## Excerpt to read

━━━━━━

The solution is to precompute the “path” to the data member in question and use it to guide instance matching.
Since we don’t support sum types, a path is literally a sequence of left or right turns in product types (choosing the first or second component respectively) followed by an X once we’ve found the data member of the required type. Let’s write this down:
data Path = L Path | R Path | Here deriving (Show)
As an example
Consider the types
data DbConfig = DbConfig
{ dbAddress :: DbAddress
, dbUsername :: Username
, dbPassword :: Password
}
data AppConfig = AppConfig
{ dbConfig :: DbConfig
, webServerConfig :: WebServerConfig
, cronConfig :: CronConfig
}
What would be some example paths from AppConfig
?
- To
DbConfig
⟶L Here
. - To
WebServerConfig
⟶R (L Here)
. - To
CronConfig
⟶R (R Here)
. - To
DbAddress
⟶L (L Here)
.
What could be the result of searching for a data member with the given type? Two options are obvious: it can be either successful or not. But there’s actually a third possibility lurking somewhere: there might be more than one instance of a value with the same type. Presumably the best course of action in such ambiguous case would be to fail and refuse to return anything at all, since any such choice will be inherently arbitrary.

━━━━━━

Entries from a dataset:
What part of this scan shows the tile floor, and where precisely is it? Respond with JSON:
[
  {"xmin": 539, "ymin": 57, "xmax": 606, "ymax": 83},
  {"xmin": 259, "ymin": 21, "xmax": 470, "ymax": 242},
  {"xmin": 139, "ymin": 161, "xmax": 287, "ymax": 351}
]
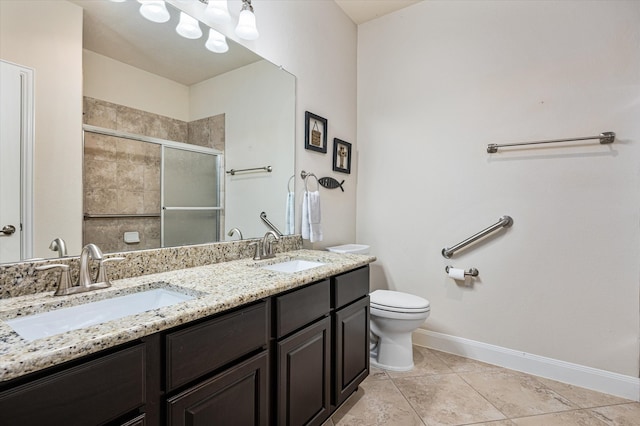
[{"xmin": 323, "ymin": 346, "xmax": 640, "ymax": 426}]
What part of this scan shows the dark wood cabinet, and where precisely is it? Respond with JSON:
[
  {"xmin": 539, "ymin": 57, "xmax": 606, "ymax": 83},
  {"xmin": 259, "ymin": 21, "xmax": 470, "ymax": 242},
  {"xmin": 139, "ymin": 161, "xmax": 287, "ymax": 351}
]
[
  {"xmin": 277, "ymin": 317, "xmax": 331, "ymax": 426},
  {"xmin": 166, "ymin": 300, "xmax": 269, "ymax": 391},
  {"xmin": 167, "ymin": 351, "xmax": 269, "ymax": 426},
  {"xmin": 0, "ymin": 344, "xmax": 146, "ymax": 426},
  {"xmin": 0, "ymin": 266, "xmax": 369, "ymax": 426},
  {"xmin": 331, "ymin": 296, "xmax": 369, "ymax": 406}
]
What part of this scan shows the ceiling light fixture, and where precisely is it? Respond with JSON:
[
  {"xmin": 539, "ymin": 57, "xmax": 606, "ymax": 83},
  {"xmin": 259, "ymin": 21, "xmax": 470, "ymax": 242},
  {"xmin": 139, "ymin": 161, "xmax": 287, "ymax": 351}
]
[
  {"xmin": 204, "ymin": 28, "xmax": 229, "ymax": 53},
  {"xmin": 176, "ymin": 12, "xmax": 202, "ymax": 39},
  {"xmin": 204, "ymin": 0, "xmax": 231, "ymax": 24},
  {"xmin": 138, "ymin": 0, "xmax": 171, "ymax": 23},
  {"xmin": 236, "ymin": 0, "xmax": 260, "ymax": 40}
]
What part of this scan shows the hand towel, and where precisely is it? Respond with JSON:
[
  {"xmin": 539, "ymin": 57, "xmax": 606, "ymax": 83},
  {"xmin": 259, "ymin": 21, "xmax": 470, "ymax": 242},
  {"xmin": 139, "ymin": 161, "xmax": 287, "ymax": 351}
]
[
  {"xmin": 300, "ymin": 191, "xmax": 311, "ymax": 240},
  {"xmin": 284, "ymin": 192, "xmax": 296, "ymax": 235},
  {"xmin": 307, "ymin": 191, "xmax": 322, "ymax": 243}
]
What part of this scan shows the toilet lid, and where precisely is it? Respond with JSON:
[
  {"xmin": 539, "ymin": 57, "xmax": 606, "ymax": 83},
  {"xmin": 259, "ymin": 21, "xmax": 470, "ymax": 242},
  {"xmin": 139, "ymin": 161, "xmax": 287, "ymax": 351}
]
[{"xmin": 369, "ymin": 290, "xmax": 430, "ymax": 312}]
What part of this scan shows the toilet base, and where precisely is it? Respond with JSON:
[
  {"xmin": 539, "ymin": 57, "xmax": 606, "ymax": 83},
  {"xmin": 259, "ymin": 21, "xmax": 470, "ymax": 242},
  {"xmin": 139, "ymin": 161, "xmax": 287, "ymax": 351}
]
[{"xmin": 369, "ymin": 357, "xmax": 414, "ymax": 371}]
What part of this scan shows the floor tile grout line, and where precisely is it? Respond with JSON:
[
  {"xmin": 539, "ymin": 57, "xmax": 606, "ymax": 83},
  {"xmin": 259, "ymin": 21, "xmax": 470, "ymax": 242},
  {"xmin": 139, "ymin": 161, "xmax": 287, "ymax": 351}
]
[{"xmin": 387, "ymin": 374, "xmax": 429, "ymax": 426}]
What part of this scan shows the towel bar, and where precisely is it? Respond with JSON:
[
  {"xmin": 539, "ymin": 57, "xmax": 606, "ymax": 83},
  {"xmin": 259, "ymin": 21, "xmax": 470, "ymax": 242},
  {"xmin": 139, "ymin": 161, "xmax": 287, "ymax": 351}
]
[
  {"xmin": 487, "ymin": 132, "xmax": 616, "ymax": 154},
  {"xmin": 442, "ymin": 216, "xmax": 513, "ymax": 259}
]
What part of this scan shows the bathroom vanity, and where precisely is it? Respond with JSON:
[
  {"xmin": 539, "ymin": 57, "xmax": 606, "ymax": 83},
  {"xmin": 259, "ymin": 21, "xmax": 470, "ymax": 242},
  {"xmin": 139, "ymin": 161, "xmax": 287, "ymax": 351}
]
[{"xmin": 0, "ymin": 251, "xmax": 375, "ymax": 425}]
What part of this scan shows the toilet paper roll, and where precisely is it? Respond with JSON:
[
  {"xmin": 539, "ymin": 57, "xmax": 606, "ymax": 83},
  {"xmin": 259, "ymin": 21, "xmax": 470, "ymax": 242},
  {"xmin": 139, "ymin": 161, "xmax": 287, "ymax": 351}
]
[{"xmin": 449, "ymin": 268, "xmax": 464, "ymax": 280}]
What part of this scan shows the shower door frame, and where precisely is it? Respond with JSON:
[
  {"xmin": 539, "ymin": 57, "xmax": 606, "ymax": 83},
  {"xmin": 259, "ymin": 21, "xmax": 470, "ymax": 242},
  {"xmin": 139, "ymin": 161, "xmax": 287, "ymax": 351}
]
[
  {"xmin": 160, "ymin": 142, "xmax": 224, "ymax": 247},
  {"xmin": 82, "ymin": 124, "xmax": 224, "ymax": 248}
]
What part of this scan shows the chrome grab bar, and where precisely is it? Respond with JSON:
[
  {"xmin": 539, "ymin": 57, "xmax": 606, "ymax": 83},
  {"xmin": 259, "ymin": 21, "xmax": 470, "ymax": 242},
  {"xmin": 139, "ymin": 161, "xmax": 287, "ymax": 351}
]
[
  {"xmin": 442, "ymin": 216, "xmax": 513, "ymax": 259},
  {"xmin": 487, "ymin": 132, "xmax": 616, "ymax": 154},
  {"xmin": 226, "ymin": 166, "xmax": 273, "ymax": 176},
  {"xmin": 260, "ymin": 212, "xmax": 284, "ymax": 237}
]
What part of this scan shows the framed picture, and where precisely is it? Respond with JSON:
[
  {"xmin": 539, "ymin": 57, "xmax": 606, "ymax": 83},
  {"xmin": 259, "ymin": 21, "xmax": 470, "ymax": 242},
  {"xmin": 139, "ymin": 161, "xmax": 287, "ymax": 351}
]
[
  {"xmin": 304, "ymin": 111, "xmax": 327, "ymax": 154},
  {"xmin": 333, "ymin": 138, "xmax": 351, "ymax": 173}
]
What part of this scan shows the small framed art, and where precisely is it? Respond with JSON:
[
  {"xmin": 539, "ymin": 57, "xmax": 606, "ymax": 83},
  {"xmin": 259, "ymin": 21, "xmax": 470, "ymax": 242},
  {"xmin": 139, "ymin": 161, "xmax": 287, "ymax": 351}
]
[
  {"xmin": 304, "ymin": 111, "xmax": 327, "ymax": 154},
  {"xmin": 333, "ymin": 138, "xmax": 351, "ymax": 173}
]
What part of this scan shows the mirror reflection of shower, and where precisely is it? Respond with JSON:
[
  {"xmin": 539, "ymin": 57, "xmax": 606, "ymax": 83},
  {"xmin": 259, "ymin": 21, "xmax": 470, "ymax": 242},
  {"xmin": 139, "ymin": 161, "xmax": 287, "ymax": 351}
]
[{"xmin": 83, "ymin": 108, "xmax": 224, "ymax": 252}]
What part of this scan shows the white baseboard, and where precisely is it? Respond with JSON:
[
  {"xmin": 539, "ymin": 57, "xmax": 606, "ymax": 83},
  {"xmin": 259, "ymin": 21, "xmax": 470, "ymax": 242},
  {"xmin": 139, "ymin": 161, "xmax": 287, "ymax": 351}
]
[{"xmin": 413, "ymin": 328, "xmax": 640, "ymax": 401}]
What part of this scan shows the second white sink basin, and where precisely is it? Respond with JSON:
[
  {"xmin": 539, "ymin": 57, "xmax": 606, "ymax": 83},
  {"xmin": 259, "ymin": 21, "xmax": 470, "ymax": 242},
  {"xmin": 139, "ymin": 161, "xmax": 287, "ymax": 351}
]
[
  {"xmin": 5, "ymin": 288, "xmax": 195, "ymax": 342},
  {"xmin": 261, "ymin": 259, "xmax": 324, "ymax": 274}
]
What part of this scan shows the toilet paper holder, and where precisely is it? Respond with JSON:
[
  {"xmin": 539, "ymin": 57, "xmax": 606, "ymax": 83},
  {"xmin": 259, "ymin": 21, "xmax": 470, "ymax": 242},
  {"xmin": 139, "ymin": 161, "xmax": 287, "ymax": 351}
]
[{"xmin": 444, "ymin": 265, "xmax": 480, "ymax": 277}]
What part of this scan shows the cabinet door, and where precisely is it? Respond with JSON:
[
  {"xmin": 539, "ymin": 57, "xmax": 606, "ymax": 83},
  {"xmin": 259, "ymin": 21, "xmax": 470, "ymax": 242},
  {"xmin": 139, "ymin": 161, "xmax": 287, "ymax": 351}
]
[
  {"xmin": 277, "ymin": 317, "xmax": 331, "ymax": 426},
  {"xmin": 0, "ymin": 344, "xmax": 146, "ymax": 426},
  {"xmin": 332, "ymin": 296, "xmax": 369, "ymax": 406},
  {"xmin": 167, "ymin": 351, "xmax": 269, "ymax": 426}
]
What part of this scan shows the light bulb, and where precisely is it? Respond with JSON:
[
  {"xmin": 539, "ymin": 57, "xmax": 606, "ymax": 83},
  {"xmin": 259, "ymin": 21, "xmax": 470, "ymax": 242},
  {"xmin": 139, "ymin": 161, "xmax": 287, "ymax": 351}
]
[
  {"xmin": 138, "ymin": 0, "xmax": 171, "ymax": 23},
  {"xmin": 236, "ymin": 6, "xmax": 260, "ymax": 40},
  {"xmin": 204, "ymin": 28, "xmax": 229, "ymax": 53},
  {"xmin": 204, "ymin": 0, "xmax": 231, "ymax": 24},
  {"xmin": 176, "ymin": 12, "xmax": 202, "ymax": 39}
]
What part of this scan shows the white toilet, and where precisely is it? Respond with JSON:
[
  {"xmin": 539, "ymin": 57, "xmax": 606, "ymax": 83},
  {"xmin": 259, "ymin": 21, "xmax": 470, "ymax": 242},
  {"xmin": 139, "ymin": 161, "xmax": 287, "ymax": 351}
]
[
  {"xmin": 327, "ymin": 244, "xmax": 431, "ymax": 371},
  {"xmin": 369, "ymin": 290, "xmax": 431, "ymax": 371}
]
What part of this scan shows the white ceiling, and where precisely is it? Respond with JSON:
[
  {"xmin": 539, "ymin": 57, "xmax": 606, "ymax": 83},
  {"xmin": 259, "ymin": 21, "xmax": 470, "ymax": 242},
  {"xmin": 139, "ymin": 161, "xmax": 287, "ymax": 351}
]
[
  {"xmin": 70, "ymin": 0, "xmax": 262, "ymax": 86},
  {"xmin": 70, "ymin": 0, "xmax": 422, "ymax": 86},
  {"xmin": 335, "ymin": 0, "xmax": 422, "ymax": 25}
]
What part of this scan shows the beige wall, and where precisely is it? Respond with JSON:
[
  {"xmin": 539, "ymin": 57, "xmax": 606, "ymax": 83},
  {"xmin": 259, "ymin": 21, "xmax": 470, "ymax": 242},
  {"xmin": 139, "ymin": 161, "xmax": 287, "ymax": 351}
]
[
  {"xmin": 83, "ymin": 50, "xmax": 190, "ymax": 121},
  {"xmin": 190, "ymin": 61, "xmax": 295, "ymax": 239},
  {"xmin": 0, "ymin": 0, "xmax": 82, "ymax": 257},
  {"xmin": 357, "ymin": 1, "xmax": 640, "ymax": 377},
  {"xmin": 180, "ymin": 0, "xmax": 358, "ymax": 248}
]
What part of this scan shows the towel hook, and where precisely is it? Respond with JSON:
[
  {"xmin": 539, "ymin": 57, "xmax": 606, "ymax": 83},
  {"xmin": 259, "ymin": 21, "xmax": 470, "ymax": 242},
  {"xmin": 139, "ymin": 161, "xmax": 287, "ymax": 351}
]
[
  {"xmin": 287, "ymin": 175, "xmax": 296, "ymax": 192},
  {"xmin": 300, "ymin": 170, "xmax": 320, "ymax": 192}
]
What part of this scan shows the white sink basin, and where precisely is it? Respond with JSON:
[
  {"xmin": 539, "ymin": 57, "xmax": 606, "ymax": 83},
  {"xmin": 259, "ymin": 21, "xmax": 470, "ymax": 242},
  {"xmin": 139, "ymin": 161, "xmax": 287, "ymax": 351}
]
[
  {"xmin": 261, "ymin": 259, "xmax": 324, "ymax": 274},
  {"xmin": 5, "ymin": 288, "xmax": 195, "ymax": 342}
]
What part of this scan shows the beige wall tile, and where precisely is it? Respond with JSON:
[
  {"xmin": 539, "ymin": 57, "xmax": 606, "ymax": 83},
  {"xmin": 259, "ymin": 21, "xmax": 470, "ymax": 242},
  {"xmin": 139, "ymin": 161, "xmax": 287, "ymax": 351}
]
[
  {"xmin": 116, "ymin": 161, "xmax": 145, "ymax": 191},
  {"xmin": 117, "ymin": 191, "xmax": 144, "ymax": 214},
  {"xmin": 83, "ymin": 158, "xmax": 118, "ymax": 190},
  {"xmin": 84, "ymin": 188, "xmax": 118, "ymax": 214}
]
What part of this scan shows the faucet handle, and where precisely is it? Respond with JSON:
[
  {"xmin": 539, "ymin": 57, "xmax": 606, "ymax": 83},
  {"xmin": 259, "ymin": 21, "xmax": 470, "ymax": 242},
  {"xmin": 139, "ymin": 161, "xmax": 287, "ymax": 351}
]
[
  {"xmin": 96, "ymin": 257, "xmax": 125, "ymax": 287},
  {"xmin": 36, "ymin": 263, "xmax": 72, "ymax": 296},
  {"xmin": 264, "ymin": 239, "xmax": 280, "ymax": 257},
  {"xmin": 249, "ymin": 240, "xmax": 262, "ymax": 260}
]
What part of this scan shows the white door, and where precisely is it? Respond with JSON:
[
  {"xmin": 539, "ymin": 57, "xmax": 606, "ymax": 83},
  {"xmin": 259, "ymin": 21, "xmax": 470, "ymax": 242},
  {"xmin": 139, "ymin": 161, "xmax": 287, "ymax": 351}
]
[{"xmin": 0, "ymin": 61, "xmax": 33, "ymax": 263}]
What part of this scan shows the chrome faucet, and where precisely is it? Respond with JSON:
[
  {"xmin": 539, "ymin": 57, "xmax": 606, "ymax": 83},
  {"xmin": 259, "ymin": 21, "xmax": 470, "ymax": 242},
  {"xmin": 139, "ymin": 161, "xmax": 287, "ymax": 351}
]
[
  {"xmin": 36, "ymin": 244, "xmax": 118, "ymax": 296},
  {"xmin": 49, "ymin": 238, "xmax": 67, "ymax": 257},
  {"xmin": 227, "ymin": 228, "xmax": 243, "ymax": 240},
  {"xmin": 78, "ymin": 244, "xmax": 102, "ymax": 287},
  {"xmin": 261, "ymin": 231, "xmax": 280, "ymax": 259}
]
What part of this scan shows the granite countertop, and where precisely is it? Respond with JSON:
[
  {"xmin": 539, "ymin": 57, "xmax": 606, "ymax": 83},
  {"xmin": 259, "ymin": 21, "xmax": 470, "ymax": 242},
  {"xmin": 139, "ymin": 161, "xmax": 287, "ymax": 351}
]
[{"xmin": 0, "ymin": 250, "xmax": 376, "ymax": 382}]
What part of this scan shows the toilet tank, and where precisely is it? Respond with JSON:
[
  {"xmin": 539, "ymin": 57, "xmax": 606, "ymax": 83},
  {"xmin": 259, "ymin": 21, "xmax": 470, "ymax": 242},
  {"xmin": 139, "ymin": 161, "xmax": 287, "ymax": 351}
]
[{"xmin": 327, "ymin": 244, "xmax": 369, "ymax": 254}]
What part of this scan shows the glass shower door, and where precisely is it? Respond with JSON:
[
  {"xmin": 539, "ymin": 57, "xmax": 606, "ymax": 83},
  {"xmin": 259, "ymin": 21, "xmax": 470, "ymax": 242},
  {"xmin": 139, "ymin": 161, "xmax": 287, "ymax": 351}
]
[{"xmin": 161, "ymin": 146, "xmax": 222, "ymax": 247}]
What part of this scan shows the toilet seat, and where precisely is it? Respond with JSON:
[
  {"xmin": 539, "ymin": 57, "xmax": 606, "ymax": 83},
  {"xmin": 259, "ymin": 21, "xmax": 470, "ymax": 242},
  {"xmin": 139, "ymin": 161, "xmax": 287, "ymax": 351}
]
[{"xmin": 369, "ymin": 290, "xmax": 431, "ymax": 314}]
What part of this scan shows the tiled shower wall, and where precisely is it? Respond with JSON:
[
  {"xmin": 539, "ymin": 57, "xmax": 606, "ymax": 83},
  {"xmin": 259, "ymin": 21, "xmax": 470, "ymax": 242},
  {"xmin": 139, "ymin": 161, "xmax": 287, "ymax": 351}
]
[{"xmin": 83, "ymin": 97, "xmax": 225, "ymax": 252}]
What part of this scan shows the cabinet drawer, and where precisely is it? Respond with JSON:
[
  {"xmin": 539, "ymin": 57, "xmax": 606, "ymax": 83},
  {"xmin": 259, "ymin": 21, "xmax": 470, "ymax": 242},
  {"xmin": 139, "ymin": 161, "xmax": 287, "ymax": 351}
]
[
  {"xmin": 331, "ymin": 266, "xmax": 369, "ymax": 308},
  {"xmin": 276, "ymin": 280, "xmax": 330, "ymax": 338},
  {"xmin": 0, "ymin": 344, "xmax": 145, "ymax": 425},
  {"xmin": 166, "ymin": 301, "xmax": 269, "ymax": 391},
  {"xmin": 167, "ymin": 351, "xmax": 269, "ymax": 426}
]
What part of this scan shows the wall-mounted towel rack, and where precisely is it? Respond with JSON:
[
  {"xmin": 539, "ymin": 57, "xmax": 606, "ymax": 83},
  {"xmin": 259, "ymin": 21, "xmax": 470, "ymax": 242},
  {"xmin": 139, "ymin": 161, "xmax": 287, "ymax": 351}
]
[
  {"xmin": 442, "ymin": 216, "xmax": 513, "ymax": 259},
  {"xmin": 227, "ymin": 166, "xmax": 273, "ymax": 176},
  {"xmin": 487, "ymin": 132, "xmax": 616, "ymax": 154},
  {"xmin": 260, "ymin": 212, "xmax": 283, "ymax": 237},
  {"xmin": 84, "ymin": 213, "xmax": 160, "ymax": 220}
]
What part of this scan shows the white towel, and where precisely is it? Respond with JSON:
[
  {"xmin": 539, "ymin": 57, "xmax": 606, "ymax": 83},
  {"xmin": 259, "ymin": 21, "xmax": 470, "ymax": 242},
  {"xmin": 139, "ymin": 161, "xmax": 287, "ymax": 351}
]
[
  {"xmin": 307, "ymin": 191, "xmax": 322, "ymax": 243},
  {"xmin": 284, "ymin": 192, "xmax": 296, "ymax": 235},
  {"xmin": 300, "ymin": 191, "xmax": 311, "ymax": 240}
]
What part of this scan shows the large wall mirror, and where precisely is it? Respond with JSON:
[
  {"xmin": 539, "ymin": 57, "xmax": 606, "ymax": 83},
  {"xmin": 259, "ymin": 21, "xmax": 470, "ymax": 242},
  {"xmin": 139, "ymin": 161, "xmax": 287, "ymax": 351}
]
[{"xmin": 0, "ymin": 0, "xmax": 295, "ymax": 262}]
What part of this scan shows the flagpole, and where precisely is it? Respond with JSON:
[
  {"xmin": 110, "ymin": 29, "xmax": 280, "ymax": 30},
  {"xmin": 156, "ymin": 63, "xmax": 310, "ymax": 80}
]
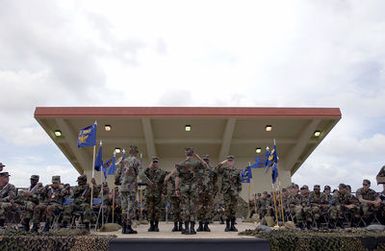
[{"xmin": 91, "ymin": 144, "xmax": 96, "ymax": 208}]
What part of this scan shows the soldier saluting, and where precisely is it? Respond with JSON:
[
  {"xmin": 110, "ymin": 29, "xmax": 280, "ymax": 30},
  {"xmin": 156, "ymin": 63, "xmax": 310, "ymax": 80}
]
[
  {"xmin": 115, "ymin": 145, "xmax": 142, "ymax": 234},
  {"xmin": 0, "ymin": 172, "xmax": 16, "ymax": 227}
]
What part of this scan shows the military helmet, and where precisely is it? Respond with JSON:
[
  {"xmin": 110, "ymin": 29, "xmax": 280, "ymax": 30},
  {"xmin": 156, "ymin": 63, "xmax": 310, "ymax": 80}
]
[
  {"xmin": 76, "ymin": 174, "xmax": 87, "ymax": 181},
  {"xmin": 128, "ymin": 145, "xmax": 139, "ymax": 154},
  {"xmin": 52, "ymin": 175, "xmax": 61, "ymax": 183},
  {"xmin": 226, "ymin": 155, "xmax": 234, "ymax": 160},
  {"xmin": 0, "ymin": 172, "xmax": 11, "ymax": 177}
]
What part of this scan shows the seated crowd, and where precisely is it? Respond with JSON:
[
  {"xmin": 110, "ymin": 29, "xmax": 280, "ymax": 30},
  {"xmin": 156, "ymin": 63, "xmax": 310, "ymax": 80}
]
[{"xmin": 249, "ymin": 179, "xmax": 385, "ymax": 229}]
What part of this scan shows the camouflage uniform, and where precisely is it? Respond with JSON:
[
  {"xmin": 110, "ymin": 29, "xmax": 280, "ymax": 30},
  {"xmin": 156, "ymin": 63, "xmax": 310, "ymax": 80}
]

━━━━━━

## Task set
**A)** Quote the listing verbatim, starting at the line that contains "What part of this scan shows the soldier" and ending at the final line of the listing.
**B)** Continue the excerpt on paths to data members from the point where it stops.
This listing is unrelated to the excerpt on paths to data members.

## Task answers
**A)**
What part of this scan shows the soldier saluting, and where precisely is it? Respond with JSON:
[
  {"xmin": 110, "ymin": 29, "xmax": 280, "ymax": 30},
  {"xmin": 156, "ymin": 63, "xmax": 310, "ymax": 80}
]
[
  {"xmin": 115, "ymin": 145, "xmax": 142, "ymax": 234},
  {"xmin": 0, "ymin": 172, "xmax": 16, "ymax": 227}
]
What part of this scan shows the military helmet, and where precisely is it? Respond with JSON:
[
  {"xmin": 110, "ymin": 29, "xmax": 280, "ymax": 30},
  {"xmin": 156, "ymin": 63, "xmax": 310, "ymax": 80}
]
[
  {"xmin": 76, "ymin": 174, "xmax": 87, "ymax": 181},
  {"xmin": 128, "ymin": 145, "xmax": 139, "ymax": 154},
  {"xmin": 52, "ymin": 175, "xmax": 61, "ymax": 183},
  {"xmin": 226, "ymin": 155, "xmax": 234, "ymax": 160},
  {"xmin": 0, "ymin": 172, "xmax": 11, "ymax": 177}
]
What part of this scan shows the seated crowd, and where precisely is it? Respond with JSON:
[
  {"xmin": 110, "ymin": 29, "xmax": 280, "ymax": 30},
  {"xmin": 156, "ymin": 63, "xmax": 310, "ymax": 80}
]
[{"xmin": 249, "ymin": 179, "xmax": 385, "ymax": 229}]
What part of this scan shows the camouflage uniform, and where precisely is it? Respond with JSON:
[
  {"xmin": 110, "ymin": 29, "xmax": 280, "ymax": 30},
  {"xmin": 156, "ymin": 63, "xmax": 310, "ymax": 80}
]

**B)**
As a motivation, consider our running example of a web service configuration.
If somebody requests for (Host, Port)
pair, shall it be the database server one
or the web server one? Better safe than sorry.
Anyway, let’s express this in code:
data MaybePath = NotFound | Conflict | Found Path deriving (Show)
The difference in behaviour that requires to discriminate between the two failure options
is that if we hit NotFound
in one of the branches of a product type,
then it doesn’t stop us from succeeding in some other branch.
Contrary to that, once we hit Conflict
, we know we’ve failed globally.
Given this representation, how do we treat product types (which, as we agreed, are basically pairs)? We perform the search recursively on both components and then combine the search results. Let’s write the function for combining them.
Since we’re talking about guiding instance resolution,
we’re ultimately in the compile-time type-level computations land
(even though the types in question are actually terms lifted via DataKinds
).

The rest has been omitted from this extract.